Pull out each line of the data below that contains the word "provide", and copy it in full.

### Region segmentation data
________________________

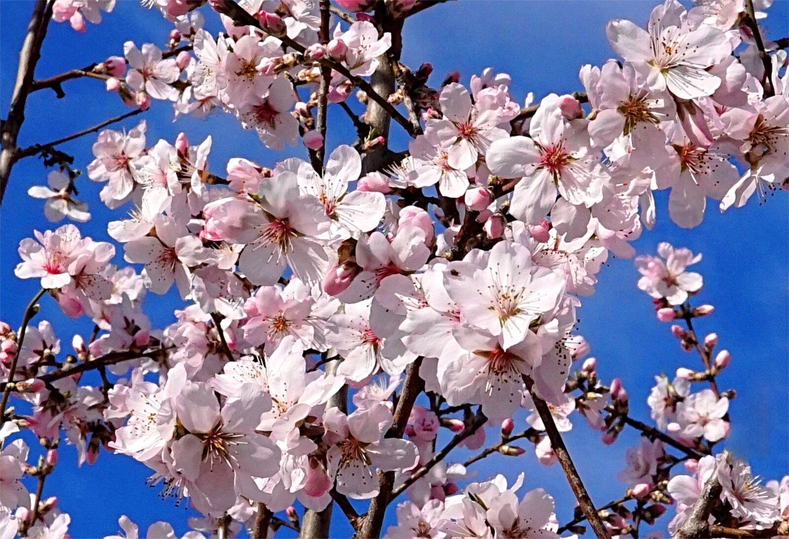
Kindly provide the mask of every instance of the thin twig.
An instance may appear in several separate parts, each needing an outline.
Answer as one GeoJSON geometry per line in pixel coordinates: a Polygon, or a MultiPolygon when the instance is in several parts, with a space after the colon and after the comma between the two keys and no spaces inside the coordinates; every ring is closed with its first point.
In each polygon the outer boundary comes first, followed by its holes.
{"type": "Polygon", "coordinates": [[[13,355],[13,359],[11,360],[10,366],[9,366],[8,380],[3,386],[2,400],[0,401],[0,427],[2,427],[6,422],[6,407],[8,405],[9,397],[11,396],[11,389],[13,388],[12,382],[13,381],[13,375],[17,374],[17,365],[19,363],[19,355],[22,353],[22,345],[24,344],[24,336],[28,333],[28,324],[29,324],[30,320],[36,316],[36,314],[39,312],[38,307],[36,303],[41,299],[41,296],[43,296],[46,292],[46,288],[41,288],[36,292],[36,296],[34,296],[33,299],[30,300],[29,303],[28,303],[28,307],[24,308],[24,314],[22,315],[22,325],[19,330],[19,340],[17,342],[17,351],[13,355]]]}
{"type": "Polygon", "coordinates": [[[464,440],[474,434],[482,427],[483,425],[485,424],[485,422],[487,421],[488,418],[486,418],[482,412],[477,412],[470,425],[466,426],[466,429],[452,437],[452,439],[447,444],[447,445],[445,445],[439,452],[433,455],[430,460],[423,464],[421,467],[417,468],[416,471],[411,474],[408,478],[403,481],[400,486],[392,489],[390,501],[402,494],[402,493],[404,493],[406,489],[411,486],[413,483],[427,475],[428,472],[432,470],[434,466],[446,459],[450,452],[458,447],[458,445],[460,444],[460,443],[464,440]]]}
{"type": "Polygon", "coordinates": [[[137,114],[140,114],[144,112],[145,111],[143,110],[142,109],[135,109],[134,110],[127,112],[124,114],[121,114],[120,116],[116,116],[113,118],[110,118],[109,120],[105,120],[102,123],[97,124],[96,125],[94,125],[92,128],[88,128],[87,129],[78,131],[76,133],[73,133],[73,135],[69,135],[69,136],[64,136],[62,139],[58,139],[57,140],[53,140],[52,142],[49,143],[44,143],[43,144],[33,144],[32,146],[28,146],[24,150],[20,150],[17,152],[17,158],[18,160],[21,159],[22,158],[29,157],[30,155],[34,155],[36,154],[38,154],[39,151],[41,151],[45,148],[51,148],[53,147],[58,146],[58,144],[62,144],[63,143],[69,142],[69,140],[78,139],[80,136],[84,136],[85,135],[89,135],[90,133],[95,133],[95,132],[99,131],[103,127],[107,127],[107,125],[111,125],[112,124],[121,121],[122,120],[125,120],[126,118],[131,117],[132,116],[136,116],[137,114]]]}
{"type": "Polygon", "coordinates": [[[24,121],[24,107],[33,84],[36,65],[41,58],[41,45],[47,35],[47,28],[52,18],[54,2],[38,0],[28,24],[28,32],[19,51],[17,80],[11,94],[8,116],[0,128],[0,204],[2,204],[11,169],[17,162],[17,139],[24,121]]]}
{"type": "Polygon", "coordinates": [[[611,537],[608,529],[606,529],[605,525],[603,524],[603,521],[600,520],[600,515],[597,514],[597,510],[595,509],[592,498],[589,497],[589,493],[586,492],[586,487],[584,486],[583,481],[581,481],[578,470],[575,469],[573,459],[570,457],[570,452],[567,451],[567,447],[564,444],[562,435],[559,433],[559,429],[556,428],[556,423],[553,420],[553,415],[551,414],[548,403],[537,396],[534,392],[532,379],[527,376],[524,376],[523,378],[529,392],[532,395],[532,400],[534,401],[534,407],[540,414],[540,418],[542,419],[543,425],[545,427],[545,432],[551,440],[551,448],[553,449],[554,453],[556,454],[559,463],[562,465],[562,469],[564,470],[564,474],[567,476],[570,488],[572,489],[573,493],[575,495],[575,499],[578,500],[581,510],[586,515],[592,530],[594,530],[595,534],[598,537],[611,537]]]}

________________________

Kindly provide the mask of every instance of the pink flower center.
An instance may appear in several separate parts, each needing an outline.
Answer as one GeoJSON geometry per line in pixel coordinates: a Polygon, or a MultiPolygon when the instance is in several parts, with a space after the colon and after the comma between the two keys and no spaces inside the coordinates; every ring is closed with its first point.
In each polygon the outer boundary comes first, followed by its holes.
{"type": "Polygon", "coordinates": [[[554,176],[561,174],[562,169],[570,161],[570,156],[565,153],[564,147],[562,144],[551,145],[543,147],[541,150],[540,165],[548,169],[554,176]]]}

________________________

### Task response
Kindly provide the mask of every instance of the thin twig.
Kindly provide the mask of every instance of the pink flower center.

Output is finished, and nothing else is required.